# New 12" Jupiter 2 launch pad kit for Polar Lights J-2 available VERY soon!



## g_xii (Mar 20, 2002)

*New 12" Jupiter 2 launch pad kit for Polar Lights J-2 available NOW!*

Hey all --

For the true collector... I've been working on this for a few years, but could not find someone to do the fabrication for me until recently. The kit is designed for the Polar Lights Jupiter 2, and it has been machine cut (not resin cast) and includes strip styrene that you have to cut to fit (easy!) and pre-fab staircases. The hardest part was the railing, which I promptly broke because I was SURE I would not have to soak it in hot water first... I know better now. Anyway, here are some pics of me putting together the first kit. I welcome comments and suggestions!

--Henry (G_XII)

Dataset records:
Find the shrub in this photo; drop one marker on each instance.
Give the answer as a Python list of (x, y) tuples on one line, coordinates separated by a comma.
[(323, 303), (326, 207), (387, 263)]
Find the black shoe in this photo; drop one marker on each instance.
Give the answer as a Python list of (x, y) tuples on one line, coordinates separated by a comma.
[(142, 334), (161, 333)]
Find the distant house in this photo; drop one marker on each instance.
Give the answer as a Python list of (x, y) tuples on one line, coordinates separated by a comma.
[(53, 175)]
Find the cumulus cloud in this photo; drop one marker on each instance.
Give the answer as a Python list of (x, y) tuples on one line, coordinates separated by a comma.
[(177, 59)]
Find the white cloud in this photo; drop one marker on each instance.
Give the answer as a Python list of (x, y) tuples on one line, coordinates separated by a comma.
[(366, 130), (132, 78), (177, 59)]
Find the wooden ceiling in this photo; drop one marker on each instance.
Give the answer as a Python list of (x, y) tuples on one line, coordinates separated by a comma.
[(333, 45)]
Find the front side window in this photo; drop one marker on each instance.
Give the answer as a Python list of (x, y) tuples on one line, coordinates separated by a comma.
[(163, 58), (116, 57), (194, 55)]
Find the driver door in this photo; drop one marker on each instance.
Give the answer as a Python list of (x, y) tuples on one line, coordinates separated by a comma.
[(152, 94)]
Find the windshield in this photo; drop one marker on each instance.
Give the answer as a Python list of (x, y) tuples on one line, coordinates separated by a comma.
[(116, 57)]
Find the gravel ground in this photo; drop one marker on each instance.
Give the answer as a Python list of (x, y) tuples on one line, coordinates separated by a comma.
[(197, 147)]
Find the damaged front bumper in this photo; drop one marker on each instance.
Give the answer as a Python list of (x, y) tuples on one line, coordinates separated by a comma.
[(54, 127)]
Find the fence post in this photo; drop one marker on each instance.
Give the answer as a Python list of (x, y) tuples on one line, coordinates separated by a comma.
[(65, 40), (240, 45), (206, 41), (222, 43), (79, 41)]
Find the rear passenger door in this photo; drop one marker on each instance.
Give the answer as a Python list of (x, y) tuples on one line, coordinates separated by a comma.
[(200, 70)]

→ Your task
Carry on the forum thread about the Jupiter 2 launch pad kit, picking up after its last line.

→ Task result
Parts I got back from my fabricated masters (excluding stairs!):









Gluing on the stair case:









Three staircases, ready! :









Mounting them to the center deck:









Test fit w/ J-2 -- nice and level! Took me 15 minutes to get this far:










Putting on the side flashing (should have done this first!):









Still level! :










Semi-finished product! I still have to put the rest of the handrails on!:









That's all for now. Cult should have them for sale on his website soon -- still working on a price (it's not cheap to get the parts machine cut, but well worth it -- Never even touched the thing with sand paper!). Watch for more!


----------



## Carson Dyle (May 7, 2003)

Very nice.


----------



## Semusclebear (Sep 29, 2007)

This launch tower looks really awesome. I have a kit that looks like this one that I got off of ebay about a year ago...I still need to build it. I will be checking Cult Mans site soon for another one. Rick Norcutt


----------



## flyingfrets (Oct 19, 2001)

*HENRY*!!! Where have you BEEN?!!?  Good to see you still knockin' around!  

Dude, this looks frickin' awesome! I still remember your original prototype from back in '02 when I was working up the masters for the crew. Glad we're finally gonna see it.

Count me *IN*!


----------



## g_xii (Mar 20, 2002)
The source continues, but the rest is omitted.